# taz.de -- Kemmerich, Merz, Trump: Für verbrauchte Brennstäbe gibt es kein sicheres Endlager
       
       > „Team Freiheit“ will FDP und AfD sozialstaatssägende Konkurrenz machen,
       > Friedrich Merz ist ein bisschen DDR und Trumpismus bleibt Trumpismus.
       
 (IMG) Bild: Früher FDP, jetzt „Team Freiheit“: Thomas Kemmerich
       
       taz: Herr Küppersbusch, was war schlecht in diesem Jahr? 
       
       Friedrich Küppersbusch: Die Versuchung, zu denken: „Schlimmer kann es nicht
       werden.“
       
       taz: Und was wird besser im nächsten? 
       
       Küppersbusch: Wir brauchen Ausdauer.
       
       taz: Friedrich Merz wurde 2025 Kanzler. Was hat er bisher richtig gemacht? 
       
       Küppersbusch: Industriestrompreis subventionieren, Schuldenbremse lockern,
       Riesenschulden aufnehmen, [1][keine Taurus liefern] – er ist ein bisschen
       DDR, von der hat auch nur das Ampelmännchen überlebt.
       
       taz: Und was falsch?
       
       Küppersbusch: Er unterschätzt Spahn, der an seinem Stuhl sägt; er
       überschätzt die Macht seiner Kraftsprüche. Im Inneren schadet es der AfD
       null, wenn er wie sie klingt. Im Äußeren, etwa beim Russengeld, ist eine
       schicke Idee noch keine Mehrheit. Bei beidem fehlt ihm die Demut, alle
       EntscheiderInnen vorher einzeln durchzutelefonieren. Er kohlt zu wenig und
       merkelt das nicht.
========================
_Arbeitsauftrag:_ Liste alle Punkte auf, die Küppersbusch im Interview oben als das nennt, was Friedrich Merz bisher richtig gemacht hat.
========================
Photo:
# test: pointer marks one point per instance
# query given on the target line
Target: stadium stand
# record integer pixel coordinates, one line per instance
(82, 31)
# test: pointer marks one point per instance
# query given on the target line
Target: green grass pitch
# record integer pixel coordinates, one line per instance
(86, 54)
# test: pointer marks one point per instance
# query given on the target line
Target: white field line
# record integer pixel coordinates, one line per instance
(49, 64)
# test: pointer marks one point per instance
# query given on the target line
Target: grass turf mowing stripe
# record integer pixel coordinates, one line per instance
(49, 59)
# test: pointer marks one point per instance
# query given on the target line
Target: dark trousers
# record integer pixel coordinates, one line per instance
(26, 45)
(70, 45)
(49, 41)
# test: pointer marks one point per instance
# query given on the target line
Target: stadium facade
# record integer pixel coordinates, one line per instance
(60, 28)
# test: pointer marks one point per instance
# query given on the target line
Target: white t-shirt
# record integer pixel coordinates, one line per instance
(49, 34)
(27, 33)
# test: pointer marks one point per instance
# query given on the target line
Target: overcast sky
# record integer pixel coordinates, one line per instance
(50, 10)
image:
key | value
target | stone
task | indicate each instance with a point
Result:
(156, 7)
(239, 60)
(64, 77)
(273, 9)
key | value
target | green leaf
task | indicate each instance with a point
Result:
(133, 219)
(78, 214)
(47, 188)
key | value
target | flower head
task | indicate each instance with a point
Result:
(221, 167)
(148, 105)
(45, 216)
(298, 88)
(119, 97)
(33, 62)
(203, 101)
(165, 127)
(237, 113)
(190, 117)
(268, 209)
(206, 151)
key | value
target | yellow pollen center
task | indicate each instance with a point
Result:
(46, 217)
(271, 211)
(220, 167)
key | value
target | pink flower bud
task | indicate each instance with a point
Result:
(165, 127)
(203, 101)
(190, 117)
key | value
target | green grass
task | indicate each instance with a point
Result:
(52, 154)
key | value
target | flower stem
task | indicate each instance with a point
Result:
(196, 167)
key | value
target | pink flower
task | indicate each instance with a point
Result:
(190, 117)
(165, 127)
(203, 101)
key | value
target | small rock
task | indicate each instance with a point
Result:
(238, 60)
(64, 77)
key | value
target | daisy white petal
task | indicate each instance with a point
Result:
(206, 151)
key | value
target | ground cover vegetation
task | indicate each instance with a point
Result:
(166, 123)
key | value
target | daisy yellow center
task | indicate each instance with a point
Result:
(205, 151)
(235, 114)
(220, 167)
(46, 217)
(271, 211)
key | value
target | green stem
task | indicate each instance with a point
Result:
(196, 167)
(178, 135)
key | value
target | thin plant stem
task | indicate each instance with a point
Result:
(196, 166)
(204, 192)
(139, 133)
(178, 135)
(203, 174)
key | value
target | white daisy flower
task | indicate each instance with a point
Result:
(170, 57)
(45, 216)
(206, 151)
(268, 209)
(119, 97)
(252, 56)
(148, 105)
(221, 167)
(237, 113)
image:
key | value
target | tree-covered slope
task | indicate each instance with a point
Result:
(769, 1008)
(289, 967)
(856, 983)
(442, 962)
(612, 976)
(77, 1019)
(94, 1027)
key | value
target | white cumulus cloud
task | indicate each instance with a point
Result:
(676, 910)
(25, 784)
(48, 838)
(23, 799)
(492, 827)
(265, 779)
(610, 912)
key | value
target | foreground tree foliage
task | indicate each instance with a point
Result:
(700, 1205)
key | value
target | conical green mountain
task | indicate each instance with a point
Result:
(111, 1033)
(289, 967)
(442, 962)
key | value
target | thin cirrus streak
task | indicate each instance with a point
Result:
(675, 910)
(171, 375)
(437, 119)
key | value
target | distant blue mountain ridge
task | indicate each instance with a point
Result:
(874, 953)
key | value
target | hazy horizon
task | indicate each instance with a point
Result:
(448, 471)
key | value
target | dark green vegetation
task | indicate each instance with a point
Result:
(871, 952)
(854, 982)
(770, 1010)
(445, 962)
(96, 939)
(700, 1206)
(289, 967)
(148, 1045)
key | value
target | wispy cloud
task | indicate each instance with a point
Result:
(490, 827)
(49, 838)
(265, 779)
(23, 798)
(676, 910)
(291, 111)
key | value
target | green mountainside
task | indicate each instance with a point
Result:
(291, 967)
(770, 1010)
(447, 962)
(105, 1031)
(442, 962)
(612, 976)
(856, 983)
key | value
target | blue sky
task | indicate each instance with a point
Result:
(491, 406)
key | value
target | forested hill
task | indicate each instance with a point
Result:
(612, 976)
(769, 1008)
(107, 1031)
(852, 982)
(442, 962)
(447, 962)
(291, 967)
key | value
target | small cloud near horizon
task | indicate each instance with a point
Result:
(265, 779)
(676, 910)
========================
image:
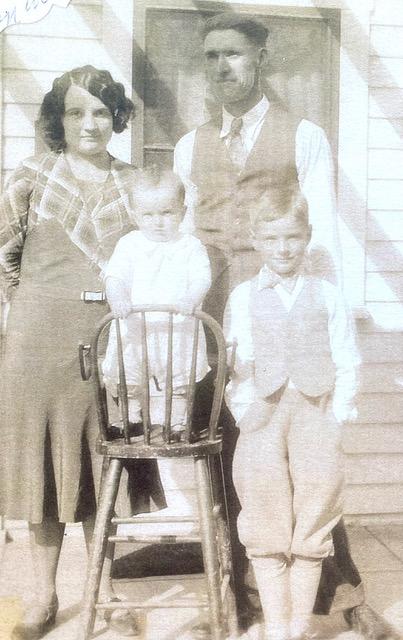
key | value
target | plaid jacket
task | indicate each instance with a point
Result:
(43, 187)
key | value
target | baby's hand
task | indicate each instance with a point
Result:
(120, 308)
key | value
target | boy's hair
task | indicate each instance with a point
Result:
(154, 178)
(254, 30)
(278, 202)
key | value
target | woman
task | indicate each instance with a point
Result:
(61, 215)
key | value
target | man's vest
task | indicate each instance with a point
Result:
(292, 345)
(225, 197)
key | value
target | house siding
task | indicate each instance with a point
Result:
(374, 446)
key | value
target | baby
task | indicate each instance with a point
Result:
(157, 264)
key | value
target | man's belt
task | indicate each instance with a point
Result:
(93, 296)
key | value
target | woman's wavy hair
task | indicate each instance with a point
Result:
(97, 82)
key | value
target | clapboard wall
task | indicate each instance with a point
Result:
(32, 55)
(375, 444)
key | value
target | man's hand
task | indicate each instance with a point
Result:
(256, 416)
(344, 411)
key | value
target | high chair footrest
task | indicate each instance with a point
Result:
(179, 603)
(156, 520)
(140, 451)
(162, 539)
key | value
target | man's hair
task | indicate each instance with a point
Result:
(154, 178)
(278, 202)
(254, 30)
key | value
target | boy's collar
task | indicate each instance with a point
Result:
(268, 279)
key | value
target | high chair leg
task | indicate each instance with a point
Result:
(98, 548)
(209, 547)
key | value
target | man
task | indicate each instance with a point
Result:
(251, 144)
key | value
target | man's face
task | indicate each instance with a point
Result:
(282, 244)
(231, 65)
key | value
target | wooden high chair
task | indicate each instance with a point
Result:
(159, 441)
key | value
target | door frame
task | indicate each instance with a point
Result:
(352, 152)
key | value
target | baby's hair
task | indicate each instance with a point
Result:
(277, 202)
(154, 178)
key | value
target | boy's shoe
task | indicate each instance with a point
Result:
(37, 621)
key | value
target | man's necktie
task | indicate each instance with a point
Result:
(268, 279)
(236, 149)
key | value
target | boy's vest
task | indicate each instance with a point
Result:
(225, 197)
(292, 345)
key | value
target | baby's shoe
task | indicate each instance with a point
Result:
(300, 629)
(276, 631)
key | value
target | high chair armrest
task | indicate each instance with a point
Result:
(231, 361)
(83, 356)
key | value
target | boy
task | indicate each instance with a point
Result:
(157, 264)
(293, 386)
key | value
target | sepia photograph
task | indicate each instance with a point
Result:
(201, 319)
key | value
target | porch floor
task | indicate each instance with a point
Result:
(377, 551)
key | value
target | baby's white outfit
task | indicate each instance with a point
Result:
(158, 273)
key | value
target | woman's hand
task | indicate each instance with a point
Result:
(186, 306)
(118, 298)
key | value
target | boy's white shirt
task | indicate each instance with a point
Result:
========================
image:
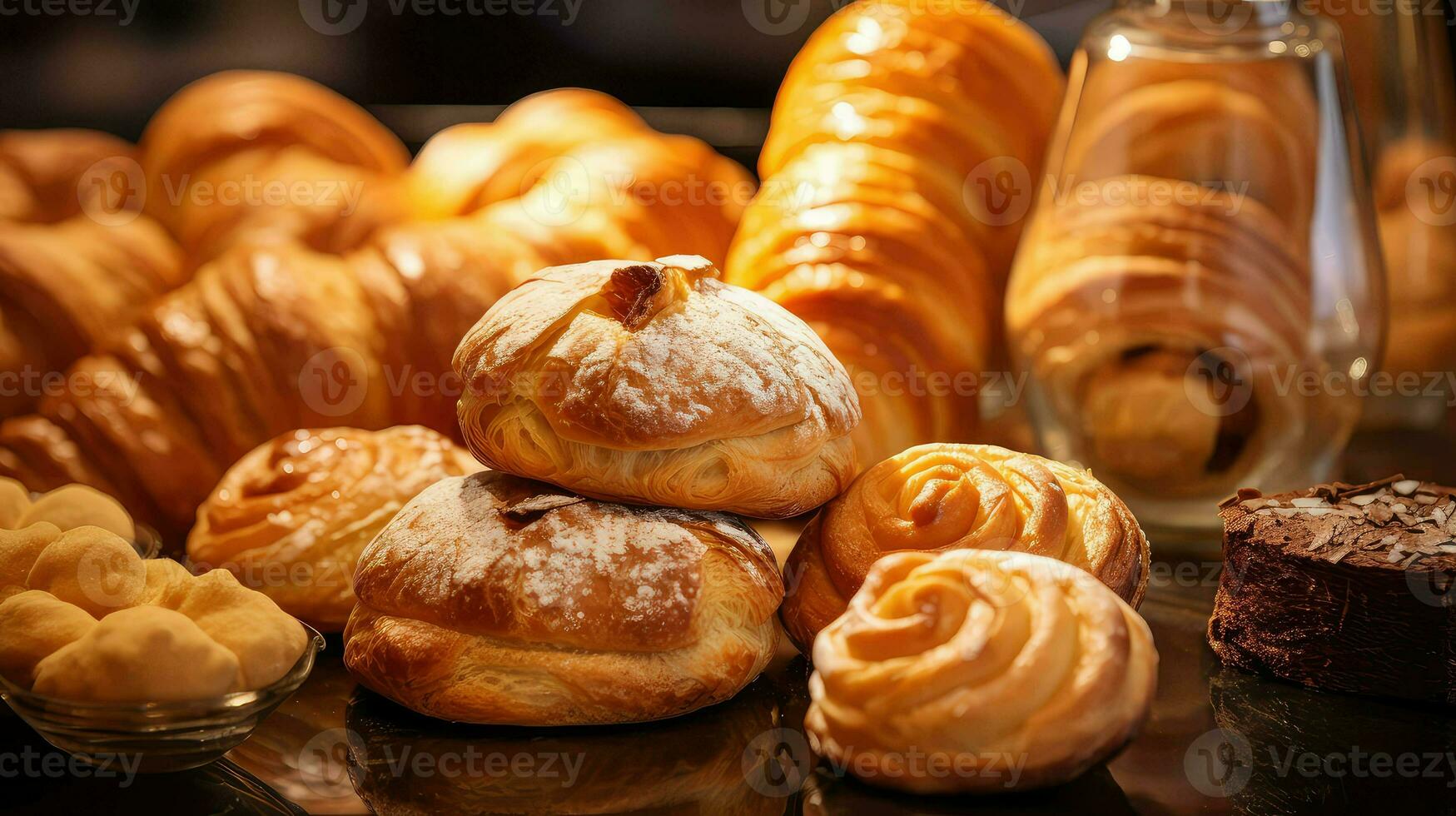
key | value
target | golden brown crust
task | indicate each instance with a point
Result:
========================
_Antwort:_
- Industriestrompreis subventionieren
- Schuldenbremse lockern
- Riesenschulden aufnehmen
- keine Taurus liefern